** DATA follows **

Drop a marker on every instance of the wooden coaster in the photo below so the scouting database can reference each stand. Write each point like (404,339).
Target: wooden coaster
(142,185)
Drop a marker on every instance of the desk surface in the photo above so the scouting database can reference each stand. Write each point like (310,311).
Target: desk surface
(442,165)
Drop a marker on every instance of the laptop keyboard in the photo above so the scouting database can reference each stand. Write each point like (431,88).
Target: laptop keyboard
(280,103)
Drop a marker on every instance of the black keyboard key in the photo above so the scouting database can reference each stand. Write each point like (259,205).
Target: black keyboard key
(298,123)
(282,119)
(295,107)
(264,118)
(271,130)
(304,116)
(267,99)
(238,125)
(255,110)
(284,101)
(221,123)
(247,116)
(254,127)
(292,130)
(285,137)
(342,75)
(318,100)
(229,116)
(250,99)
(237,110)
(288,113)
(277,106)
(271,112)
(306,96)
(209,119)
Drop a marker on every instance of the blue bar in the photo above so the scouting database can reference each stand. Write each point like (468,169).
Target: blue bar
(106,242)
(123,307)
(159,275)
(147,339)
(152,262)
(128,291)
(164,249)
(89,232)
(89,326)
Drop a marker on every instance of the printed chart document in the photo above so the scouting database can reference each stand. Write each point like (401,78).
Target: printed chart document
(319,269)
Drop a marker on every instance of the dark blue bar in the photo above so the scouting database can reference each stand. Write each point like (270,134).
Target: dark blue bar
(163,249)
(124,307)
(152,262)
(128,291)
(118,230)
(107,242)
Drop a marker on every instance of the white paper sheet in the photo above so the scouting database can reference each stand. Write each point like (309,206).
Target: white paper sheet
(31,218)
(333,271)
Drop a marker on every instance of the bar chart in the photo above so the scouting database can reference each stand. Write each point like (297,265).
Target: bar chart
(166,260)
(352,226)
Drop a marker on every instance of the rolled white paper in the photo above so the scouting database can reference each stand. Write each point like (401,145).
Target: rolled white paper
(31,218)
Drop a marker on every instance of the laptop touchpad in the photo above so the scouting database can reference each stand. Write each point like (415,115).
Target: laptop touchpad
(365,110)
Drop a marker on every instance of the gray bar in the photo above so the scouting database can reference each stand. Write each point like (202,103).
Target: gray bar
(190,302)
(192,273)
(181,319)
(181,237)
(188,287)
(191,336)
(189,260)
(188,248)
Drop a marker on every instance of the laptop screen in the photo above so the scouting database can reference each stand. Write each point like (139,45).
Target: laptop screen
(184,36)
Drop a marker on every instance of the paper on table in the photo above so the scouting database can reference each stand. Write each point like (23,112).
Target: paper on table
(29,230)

** End of DATA **

> _PROMPT_
Wherever the line holding "Target: black keyboard key" falls in the entries above, copy exactly from it through the line holding "Drop a marker on every instance of the white", inclusive, and add nothing.

> _ANSWER TO THE PROBLEM_
Target: black keyboard key
(298,123)
(282,119)
(295,107)
(264,118)
(271,130)
(304,116)
(267,99)
(238,125)
(255,110)
(284,101)
(221,123)
(247,116)
(254,127)
(292,130)
(285,137)
(342,75)
(318,100)
(229,116)
(250,99)
(237,110)
(288,113)
(277,106)
(271,112)
(306,96)
(209,119)
Drop a marker on every instance of the blue bar in the photo above so the scouting database can reference each stand. Write each point like (468,169).
Target: blue bar
(106,242)
(123,307)
(159,275)
(147,339)
(152,262)
(128,291)
(164,249)
(89,232)
(89,326)
Drop a marker on every instance of the printed chart document in the photo above so the scouting database can reference each stand. Write each point like (401,78).
Target: printed chart document
(319,269)
Drop a marker on every instance of the dark blue bar in the photo above so the scouting database can reference each stand. Write each point like (270,134).
Target: dark blue bar
(163,249)
(124,307)
(152,262)
(128,291)
(118,230)
(107,242)
Drop a marker on every instance of the white paper sheet in the photo above so the scouting database can reference each stand. Write each point like (309,206).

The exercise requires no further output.